BEGIN Excerpt

This invention relates to an in situ method for yielding a gas from a subsurface formation of hydrocarbon material. More specifically, the invention relates to the production of high quality Btu fuel gas from subsurface formations of carbonaceous materials and to the reduction of hydrogen sulfide present in the resulting gas, or in natural gas-bearing formations, by applying a controlled current from a direct source to the formation.
The production of gaseous and liquid hydrocarbons by in situ gasification of underground formations of carbonaceous substances, such as coal, oil shale, and the like has long been recognized as a means of avoiding the high costs and inefficiencies attendant fuel production by conventional methods which rely on underground mining operations to provide feed stocks.
Among the prior art methods which have been proposed for in situ gas production are those involving combustion of the carbonaceous material in the subterranean formation. In one such method, a combustion zone is established by depositing combustible material in fractures in the formation adjacent to a well-bore, and passing sufficient current between electrodes positioned in well-bores connected with the fractures so as to heat the combustible material to its ignition temperature. Combustion is supported by the injection of oxygen or air through the well-bore into the combustion zone. As the injection of the combustion-supporting medium continues, the combustion front is driven radially outwardly from the injection well along the fractures. Gaseous hydrocarbons driven out of the formation by the combustion process are recovered from a production well penetrating the formation. See, for example, Dixon, U.S. Pat. No. 2,818,118. Related combustion processes involving electrocarbonization of underground formations to achieve in situ gas production are disclosed in Sarapuu, U.S. Pat. No. 2,795,279 and Parker, U.S. Pat. No. 3,106,244.
Other proposed in situ gasification methods have involved the use of electrical energy to heat the formation directly. For example, Baker, U.S. Pat. No. 849,524, describes a pyrolytic method in which electric current is passed through an underground formation by means of conductors placed in well-bores penetrating the formation, thereby heating the formation and volatizing components thereof, which are recovered through one of the wells. Although the Baker patent does not give the conditions employed in carrying out the method, temperatures in excess of 650.degree. F. are generally necessary to produce fuel gas by pyrolysis of oil shale, tars and coal.
A related method specific to the treatment of oil shale formations is disclosed in Parker, U.S. Pat. No. 3,428,125. The method entails injecting an electrolyte into the formation through two or more well-bores and applying an electrical potential across the formation between the well-bores. An electric current passes through and heats the formation to a temperature sufficient to pyrolyze the hydrocarbons present in the oil shale, while back-pressure is maintained on the formation to prevent vaporization of the electrolyte.
Although the prior art methods referred to above demonstrate that electrical energy can be used successfully for the in situ production of fuel gas, those methods have some rather serious shortcomings.

END Excerpt

Required task 1:
Transcribe the stretch of the gasification passage from "Although the prior" through "rather serious shortcomings.".
Required task 2:
Pick up the gasification passage after its last sentence and continue it.
The data that comes next is separate material from the gasification passage.

BEGIN Supplied information

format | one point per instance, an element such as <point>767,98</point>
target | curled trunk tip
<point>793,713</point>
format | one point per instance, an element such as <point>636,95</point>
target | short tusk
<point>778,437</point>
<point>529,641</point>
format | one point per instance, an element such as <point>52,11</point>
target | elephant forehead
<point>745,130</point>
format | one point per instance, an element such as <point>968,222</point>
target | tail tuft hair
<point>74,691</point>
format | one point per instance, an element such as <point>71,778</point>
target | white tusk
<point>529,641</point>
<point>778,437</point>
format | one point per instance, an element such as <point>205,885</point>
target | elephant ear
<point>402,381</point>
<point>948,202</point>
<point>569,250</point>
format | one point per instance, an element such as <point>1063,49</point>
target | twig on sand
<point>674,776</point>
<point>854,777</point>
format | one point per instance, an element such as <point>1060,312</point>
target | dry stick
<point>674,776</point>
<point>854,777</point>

END Supplied information

Written answer 1:
Although the prior art methods referred to above demonstrate that electrical energy can be used successfully for the in situ production of fuel gas, those methods have some rather serious shortcomings.

Written answer 2:
Combustion processes produce gas which is diluted with combustion products, as well as nitrogen gas in those instances where air is employed to sustain combustion. Dilution occurs as a result of channeling or formation collapse which allows the diluents to break through the combustion front and become intermixed with the gases preceding it. These are natural consequences of combustion processes about which nothing can be done. Hence, while a relatively high Btu content gas is swept in front of the expanding combustion front, the effects of channeling and formation collapse are such that the average Btu value of the gas actually recovered by combustion processes is relatively low, generally on the order of several hundred Btu/cu. ft.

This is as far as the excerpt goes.